▶ OBJETIVO DO EXERCÍCIO
Escreva a continuação do texto sobre David, o vendedor que não vê, começando logo após a última frase apresentada.

▶ EXCERTO FORNECIDO
= = = =

Reconhece que tem um pequeno privilégio: recebe um subsídio trimestral do governo para pessoas com deficiência. Mas 180 dólares não chegam para cobrir as despesas familiares, incluindo as propinas dos filhos.
As dificuldades do dia a dia
O dia de trabalho de David começa cedo, às 6h, e só termina às 18h, de segunda a sexta-feira. É um trabalho árduo, mas necessário. Com a ajuda da esposa, que o avisa sobre os horários, ele desloca-se até à estrada em frente ao Centro de Formação de Língua Coreana, onde passa o dia a vender.
Com o primeiro subsídio que recebeu, investiu no negócio: comprou um armário de vidro por 60 dólares para organizar os produtos, gastou 100 dólares em cigarros e usou os 20 dólares restantes para comprar arroz e alguns legumes.
Apesar de não ver, aprendeu a distinguir os produtos de forma engenhosa. “As recargas da Telemor são diferentes das outras duas. A da Timor Telecom é mais fina do que a da Telkomsel. Nos cigarros, as marcas também são fáceis de diferenciar pelo formato e textura das embalagens”, explica.

= = = =

▶ DADOS FORNECIDOS
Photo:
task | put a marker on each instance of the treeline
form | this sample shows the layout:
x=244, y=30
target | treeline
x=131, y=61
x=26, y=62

= = = =

▶ RESULTADO DO EXERCÍCIO
As moedas são fáceis de contar pelo tato, mas as notas são um desafio. “Há pessoas que se aproveitam. Uma vez, dois jovens compraram dois maços de cigarros e disseram que me deram 10 dólares. Devolvi-lhes 8 dólares. Mais tarde, a minha mulher contou o dinheiro e percebeu que só me tinham dado 5 dólares. Mas pronto, o que posso fazer? São as dificuldades da vida”, lamenta.
Ainda assim, há dias bons. “Às vezes consigo ganhar até 50 dólares num dia. Mas isso ainda é pouco para cobrir todas as despesas da família”, admite.
O direito à educação: um sonho adiado
O governo criou várias políticas para apoiar pessoas com deficiência, incluindo subsídios e legislação que garante o direito à educação. A Lei N.º 14/2008 estabelece que todos os cidadãos devem ter as mesmas oportunidades de aprendizagem. O Decreto-Lei N.º 6/2013 reforça essa ideia, promovendo a erradicação do analfabetismo e o ensino inclusivo.
Na prática, porém, a realidade é bem diferente. A falta de infraestruturas escolares adaptadas, recursos específicos e professores qualificados impede que muitos consigam estudar.
Em 2023, David inscreveu-se na East Timor Blind Union (ETBU) para aprender braille. Conseguiu ler e compreender textos, mas não pôde continuar os estudos. “Se eu estudasse, a minha família passaria fome. Por isso, preferi trabalhar para dar aos meus filhos a oportunidade que eu nunca tive”, explica.
Apesar das dificuldades, David tem um grande sonho: construir uma casa para a esposa e os filhos. “Mas, na minha situação, parece impossível”, admite.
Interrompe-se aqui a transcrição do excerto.